Directions →
Show each line of the records below that contains the word "winter", copying every such line in full.

Given records →
-------------------------

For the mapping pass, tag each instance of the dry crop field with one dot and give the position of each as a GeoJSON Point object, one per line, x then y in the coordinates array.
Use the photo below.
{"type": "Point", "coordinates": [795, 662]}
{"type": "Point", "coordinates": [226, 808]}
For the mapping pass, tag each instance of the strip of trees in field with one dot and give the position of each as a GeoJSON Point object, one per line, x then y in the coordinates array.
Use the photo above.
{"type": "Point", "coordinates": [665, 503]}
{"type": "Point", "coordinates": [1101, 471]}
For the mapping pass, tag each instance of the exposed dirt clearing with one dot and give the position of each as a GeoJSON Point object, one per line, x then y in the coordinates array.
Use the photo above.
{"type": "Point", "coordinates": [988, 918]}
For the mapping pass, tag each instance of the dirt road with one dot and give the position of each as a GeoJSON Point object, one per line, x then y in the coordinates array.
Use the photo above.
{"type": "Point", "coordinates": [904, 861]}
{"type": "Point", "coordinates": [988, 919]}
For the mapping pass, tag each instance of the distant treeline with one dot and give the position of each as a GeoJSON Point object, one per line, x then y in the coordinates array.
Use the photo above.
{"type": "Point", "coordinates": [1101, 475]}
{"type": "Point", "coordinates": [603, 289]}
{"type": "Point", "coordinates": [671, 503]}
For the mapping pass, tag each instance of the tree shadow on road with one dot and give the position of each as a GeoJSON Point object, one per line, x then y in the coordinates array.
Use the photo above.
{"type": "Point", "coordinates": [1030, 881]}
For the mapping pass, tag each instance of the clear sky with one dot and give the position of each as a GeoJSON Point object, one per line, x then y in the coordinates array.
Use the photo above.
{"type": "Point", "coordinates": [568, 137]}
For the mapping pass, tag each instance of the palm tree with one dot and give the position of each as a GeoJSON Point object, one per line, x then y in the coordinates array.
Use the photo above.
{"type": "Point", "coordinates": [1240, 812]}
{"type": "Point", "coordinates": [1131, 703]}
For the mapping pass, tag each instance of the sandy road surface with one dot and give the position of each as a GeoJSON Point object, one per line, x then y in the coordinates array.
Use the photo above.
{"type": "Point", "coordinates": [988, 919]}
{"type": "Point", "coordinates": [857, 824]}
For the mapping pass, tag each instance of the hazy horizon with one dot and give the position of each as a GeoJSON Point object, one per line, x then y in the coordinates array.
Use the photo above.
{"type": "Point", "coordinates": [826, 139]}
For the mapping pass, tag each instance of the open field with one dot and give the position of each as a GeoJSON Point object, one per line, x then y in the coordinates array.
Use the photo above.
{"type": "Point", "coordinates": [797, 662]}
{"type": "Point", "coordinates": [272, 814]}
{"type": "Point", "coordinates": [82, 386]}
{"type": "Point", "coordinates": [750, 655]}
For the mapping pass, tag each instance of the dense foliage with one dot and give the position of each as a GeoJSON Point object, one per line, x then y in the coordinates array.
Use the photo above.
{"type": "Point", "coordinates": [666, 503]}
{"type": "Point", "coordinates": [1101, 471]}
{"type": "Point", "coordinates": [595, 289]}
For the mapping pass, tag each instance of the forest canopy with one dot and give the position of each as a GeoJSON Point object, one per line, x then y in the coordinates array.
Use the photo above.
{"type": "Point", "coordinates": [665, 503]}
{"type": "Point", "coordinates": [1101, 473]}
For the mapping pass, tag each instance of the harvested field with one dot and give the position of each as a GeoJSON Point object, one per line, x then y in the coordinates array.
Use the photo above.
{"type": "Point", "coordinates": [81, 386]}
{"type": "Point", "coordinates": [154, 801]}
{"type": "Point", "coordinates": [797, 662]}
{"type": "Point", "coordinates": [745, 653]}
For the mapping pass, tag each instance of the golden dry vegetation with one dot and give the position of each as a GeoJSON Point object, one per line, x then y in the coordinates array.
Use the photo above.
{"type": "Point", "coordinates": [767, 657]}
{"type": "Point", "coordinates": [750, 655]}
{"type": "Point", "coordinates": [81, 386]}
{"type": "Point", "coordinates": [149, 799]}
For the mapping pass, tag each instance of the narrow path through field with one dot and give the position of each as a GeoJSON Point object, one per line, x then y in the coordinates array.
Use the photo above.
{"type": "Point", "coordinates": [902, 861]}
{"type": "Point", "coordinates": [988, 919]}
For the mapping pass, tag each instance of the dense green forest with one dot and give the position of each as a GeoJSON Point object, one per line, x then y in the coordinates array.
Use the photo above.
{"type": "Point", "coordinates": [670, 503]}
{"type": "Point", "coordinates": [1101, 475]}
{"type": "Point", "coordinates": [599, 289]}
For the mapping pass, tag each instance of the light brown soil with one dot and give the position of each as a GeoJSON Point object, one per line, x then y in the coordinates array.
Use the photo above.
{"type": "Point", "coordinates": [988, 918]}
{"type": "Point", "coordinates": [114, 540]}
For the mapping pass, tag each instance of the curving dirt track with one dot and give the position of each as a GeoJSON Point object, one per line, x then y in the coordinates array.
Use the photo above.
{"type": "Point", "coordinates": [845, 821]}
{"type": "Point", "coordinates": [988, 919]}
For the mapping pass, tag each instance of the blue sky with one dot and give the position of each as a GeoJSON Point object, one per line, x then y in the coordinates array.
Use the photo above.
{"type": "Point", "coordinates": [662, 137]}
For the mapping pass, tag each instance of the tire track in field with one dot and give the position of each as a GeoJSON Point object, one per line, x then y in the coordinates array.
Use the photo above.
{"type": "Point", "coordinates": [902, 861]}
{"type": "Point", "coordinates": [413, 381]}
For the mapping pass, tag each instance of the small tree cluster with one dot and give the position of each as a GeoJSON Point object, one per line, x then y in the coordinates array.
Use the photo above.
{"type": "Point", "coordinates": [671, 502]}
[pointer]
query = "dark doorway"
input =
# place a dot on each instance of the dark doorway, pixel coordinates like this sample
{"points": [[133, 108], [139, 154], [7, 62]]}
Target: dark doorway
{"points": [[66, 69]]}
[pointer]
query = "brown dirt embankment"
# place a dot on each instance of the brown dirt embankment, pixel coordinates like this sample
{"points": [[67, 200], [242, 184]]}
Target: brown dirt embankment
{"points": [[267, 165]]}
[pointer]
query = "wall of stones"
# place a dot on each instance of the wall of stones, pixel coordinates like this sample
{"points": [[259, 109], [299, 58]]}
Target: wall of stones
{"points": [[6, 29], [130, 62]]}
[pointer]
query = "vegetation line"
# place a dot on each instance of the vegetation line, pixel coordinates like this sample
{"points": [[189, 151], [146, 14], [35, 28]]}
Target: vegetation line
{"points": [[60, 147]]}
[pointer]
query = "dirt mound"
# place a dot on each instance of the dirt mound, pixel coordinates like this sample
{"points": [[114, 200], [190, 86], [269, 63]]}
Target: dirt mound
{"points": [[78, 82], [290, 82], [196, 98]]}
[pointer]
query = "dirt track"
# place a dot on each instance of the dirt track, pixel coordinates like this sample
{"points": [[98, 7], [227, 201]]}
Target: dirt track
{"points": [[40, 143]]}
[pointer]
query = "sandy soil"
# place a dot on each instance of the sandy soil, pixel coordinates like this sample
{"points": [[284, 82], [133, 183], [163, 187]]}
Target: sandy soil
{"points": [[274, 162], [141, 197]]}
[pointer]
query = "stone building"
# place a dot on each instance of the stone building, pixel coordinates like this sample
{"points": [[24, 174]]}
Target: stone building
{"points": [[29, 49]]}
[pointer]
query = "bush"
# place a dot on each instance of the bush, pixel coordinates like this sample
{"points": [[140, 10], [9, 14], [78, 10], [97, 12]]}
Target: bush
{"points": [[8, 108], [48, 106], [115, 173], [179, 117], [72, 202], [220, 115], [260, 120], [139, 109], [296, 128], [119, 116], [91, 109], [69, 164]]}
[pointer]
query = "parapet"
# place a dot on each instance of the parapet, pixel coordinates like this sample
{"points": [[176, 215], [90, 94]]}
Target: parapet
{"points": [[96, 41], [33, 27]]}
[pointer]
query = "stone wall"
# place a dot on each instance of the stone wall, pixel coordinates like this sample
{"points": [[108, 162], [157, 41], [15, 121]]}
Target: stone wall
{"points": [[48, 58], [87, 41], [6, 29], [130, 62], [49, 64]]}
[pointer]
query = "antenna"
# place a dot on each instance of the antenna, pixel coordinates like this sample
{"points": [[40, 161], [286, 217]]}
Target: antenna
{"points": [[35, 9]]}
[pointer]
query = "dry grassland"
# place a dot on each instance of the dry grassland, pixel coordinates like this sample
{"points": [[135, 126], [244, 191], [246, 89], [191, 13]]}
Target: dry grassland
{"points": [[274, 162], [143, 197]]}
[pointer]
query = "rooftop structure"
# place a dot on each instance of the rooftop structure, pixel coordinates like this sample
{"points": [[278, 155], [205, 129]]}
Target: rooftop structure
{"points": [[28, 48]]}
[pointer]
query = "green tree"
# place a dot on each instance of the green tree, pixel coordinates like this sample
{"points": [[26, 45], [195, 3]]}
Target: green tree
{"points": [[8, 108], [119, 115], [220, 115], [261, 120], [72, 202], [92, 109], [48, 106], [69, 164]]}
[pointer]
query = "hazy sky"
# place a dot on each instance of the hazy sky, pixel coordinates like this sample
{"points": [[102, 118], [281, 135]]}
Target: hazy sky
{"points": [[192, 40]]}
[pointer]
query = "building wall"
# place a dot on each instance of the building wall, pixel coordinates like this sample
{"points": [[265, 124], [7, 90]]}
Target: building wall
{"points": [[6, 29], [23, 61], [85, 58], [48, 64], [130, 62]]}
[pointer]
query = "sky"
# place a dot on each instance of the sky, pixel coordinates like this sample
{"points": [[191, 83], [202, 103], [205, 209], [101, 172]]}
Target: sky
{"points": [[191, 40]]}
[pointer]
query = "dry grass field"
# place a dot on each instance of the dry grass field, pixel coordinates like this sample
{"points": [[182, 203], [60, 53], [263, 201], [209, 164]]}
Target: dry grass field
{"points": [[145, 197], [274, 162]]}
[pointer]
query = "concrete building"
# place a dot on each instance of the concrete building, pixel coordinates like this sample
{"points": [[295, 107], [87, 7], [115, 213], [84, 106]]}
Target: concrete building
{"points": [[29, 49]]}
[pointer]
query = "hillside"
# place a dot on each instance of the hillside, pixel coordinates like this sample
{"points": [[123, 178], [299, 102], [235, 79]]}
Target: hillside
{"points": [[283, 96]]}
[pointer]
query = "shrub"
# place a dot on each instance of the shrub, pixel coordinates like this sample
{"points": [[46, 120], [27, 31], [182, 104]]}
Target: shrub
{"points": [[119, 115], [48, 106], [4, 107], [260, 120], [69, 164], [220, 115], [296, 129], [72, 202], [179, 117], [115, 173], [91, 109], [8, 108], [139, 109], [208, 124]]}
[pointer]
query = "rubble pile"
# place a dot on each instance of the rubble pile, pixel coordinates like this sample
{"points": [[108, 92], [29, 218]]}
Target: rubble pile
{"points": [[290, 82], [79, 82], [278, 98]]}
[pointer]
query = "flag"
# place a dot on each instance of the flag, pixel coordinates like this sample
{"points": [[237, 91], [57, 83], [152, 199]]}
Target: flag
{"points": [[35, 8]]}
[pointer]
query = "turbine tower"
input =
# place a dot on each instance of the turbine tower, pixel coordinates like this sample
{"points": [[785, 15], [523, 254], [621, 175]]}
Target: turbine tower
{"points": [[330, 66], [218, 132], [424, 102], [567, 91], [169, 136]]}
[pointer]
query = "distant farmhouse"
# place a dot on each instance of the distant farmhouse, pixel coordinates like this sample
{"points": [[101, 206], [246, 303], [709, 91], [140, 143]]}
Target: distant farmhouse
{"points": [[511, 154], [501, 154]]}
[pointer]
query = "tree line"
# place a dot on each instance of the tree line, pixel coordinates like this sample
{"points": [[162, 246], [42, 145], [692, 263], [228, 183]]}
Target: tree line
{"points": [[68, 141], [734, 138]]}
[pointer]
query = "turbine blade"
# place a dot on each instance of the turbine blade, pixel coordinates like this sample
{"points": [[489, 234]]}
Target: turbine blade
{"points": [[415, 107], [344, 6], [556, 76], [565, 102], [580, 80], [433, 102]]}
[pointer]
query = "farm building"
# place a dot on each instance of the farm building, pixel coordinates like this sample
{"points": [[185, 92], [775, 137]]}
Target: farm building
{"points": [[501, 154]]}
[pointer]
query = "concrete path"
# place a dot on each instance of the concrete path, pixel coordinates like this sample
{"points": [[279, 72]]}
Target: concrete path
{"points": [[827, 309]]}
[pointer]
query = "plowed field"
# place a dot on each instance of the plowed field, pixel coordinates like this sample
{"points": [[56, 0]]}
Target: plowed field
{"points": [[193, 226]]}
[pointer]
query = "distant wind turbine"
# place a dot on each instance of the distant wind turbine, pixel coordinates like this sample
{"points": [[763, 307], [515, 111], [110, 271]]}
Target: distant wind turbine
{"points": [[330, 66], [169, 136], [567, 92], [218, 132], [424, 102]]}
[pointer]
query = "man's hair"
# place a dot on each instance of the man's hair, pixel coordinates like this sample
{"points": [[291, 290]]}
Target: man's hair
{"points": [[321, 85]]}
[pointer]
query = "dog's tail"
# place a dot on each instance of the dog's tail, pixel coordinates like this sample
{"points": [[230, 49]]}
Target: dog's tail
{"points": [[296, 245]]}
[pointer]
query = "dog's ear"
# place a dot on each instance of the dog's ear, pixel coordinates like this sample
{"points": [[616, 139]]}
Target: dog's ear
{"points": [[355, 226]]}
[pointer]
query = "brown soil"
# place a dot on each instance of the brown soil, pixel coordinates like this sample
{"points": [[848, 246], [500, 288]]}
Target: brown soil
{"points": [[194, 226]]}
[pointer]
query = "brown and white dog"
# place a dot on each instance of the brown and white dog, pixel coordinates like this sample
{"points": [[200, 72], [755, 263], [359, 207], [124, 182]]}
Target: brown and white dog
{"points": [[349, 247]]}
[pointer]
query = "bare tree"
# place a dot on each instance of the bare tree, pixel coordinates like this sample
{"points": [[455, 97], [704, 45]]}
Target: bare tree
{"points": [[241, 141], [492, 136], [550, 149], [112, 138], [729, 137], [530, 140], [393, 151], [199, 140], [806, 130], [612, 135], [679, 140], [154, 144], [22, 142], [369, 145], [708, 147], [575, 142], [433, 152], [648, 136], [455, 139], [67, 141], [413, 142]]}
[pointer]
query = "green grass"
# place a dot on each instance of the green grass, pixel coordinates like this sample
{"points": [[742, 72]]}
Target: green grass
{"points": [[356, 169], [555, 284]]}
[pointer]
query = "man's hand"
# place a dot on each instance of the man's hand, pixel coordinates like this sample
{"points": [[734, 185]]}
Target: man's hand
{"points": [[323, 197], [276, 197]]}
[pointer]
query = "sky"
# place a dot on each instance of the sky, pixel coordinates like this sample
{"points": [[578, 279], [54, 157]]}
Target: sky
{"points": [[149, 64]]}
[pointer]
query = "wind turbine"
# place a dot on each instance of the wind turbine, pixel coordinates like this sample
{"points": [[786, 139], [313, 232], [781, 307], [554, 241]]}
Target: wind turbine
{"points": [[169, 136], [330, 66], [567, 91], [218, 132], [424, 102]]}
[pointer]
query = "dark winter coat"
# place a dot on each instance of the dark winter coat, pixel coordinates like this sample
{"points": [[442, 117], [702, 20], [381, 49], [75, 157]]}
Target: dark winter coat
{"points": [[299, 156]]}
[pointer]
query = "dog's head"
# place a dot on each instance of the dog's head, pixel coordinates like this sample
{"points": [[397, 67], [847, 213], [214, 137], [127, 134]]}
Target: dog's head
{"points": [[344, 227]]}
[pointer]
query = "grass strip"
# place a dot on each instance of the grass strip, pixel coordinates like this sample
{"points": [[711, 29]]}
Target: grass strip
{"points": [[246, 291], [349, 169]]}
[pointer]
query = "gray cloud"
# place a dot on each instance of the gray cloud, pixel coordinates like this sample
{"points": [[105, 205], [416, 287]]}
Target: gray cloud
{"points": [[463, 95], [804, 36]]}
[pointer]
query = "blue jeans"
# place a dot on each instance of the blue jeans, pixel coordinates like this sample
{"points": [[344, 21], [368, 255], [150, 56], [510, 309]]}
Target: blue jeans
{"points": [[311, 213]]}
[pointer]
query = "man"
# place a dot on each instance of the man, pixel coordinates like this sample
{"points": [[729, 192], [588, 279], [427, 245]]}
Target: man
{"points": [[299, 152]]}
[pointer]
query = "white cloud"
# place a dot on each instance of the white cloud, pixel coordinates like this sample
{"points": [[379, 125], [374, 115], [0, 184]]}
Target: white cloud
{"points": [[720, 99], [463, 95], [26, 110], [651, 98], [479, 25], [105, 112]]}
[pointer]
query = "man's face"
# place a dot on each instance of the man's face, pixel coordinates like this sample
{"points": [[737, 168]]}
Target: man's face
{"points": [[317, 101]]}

-------------------------

Task solution →
query = "dark winter coat"
# place a dot on each instance of the dark winter coat, pixel coordinates like this sample
Target: dark winter coat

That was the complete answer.